→ **Goal of the exercise**: Among the records below, find each line that includes the string "grey" and copy it.

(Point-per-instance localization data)
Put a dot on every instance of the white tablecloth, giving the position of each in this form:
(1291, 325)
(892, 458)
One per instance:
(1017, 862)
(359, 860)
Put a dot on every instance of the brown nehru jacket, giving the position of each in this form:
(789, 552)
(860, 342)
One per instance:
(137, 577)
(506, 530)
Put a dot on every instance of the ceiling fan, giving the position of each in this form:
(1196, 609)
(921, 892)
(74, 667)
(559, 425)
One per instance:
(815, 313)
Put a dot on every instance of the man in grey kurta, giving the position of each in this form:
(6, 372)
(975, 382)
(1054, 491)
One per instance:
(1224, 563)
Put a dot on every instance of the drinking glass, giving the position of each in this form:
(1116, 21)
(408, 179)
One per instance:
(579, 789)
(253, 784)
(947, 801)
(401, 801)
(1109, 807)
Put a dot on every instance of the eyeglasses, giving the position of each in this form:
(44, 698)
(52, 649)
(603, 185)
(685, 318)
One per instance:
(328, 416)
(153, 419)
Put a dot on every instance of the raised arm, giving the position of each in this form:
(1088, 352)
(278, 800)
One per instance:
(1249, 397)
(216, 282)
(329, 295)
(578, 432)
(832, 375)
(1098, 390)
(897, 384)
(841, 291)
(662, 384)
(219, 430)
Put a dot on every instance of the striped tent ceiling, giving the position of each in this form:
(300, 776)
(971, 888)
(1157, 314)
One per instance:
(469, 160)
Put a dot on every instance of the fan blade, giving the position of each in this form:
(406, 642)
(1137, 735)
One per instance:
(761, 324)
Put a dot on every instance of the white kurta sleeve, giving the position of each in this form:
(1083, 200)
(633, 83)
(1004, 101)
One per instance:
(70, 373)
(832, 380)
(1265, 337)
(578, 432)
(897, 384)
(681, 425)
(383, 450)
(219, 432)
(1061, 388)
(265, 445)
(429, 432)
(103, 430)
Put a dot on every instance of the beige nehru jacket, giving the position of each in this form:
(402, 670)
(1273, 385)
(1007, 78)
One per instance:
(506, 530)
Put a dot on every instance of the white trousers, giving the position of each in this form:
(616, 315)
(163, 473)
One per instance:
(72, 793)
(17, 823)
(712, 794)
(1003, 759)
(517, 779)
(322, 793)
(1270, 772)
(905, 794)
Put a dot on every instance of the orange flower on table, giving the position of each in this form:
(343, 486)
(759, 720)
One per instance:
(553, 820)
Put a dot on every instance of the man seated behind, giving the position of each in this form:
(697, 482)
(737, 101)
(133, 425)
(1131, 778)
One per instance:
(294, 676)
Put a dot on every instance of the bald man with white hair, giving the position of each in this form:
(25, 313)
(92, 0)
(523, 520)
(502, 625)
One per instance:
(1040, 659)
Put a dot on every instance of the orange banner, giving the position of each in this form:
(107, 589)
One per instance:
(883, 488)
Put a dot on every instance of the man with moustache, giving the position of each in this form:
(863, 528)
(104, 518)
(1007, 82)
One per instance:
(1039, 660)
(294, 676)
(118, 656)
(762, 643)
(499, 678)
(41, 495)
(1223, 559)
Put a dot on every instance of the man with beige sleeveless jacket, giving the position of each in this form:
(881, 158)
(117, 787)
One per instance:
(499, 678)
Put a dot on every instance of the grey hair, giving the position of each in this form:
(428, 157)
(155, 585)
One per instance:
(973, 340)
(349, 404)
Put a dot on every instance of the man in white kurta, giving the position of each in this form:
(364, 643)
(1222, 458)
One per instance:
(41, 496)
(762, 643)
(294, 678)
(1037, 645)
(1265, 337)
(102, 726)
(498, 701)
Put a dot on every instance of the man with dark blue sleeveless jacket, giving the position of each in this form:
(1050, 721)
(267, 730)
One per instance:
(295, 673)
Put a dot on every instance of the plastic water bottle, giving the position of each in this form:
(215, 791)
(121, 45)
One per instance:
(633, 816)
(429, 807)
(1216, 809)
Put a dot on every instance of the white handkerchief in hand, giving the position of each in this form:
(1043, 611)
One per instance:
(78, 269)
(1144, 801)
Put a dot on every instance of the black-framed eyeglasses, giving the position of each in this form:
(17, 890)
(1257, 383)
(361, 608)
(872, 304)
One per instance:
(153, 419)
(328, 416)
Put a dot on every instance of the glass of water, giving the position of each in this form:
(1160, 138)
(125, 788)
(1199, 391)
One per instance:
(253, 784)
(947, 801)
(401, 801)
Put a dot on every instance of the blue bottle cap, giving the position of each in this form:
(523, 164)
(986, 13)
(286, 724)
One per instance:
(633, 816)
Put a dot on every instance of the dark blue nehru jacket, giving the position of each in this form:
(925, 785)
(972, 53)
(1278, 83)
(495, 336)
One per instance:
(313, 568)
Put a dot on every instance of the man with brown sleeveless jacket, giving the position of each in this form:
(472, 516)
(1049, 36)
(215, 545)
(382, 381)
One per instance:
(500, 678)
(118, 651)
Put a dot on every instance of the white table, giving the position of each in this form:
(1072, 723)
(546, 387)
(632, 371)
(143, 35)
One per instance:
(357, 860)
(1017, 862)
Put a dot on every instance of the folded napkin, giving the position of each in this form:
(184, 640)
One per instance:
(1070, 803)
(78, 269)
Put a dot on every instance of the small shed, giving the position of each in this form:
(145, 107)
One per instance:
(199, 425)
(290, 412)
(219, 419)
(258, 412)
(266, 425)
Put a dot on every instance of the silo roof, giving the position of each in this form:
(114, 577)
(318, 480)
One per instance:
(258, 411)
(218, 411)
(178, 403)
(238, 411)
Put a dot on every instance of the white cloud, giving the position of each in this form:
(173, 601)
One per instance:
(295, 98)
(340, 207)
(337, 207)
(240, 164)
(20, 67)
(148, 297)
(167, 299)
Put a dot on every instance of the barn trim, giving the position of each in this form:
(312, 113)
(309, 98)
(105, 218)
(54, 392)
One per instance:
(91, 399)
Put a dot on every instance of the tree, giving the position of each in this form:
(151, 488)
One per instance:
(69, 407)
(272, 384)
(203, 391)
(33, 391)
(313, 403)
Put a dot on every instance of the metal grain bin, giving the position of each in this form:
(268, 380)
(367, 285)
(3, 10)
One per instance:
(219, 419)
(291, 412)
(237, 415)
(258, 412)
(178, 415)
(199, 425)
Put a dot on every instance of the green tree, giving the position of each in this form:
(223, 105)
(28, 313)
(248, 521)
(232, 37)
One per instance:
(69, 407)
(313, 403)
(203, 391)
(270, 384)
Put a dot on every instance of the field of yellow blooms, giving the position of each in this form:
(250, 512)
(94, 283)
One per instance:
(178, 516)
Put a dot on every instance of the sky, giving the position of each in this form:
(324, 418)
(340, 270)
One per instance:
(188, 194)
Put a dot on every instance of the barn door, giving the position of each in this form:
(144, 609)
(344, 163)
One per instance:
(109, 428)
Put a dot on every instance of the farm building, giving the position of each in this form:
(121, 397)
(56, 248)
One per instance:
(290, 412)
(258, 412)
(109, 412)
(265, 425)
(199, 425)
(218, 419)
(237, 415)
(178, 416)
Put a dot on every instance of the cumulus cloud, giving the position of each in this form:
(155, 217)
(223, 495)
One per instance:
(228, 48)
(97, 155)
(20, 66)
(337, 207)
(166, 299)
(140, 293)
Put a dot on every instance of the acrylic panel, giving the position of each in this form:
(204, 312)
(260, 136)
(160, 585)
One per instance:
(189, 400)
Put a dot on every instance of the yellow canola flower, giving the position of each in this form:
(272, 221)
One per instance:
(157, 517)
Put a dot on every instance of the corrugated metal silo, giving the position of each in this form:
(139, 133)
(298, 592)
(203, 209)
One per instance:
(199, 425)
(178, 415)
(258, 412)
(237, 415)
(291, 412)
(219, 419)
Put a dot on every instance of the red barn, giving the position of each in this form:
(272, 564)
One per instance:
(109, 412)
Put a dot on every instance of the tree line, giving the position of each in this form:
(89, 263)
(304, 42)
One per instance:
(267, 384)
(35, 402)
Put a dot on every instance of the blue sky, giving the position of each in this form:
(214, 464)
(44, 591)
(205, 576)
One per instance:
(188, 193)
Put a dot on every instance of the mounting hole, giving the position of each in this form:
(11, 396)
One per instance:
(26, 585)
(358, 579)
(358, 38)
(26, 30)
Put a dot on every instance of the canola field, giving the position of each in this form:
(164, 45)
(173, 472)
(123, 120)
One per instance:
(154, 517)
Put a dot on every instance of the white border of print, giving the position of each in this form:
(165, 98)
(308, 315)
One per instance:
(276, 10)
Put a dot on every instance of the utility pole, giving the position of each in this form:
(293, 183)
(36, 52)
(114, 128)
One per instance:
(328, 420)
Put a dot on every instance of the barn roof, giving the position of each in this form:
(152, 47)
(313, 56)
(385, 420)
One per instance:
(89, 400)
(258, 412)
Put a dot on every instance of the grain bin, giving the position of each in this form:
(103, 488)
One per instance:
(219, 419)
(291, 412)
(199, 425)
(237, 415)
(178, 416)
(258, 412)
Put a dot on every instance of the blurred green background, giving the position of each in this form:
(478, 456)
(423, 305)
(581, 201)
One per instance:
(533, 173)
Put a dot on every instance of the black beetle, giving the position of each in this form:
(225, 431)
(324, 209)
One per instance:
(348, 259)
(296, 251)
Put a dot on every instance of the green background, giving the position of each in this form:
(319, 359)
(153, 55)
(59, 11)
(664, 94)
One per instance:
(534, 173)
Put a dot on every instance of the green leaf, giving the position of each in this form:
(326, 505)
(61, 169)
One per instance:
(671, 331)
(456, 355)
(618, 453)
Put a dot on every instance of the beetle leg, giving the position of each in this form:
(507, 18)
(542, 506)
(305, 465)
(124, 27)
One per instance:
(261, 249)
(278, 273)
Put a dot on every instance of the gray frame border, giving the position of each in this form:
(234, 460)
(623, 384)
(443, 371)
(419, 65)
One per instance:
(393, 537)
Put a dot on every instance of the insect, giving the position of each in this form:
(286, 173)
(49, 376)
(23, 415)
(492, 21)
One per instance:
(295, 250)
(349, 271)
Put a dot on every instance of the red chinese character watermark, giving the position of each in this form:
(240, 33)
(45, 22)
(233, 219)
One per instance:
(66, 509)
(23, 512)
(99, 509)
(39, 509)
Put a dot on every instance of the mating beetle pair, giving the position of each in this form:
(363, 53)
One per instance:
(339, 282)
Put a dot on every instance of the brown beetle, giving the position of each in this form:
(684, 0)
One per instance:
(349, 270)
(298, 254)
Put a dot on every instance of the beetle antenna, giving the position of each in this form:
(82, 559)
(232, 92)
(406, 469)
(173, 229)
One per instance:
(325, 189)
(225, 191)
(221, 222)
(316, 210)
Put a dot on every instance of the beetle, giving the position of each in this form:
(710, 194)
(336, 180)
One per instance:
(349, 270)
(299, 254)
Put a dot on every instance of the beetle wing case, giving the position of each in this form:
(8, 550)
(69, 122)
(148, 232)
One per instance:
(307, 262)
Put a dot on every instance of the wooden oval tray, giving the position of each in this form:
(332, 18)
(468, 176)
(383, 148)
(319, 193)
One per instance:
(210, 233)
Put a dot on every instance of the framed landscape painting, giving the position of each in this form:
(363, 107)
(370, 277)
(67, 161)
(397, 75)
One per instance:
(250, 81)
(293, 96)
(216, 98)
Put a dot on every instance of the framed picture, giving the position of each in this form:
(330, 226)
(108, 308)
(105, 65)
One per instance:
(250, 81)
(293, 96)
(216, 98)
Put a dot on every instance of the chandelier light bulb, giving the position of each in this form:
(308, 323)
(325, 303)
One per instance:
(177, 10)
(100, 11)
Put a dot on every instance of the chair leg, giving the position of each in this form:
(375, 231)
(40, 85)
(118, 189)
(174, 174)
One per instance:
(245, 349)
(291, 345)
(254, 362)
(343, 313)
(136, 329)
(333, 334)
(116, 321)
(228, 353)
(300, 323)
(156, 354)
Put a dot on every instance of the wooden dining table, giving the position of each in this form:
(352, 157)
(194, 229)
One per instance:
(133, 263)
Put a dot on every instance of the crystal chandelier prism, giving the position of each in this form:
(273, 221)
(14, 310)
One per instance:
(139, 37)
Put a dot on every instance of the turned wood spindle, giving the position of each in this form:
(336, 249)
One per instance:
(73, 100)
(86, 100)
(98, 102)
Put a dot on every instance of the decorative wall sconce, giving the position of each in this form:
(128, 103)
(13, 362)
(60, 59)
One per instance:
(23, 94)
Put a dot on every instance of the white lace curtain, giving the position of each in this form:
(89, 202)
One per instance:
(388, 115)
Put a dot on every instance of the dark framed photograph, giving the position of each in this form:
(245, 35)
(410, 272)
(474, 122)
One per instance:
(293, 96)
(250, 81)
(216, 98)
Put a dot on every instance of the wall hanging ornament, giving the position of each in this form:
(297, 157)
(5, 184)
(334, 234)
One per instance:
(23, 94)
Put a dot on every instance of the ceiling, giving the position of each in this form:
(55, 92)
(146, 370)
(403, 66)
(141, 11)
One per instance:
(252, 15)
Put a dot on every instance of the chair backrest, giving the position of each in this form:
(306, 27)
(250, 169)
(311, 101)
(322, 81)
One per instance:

→ **Response area**:
Put a dot on every instance of the man in grey kurta, giving the position of each in this form:
Put a dot on every instance of the grey hair, giving the position of each in this form:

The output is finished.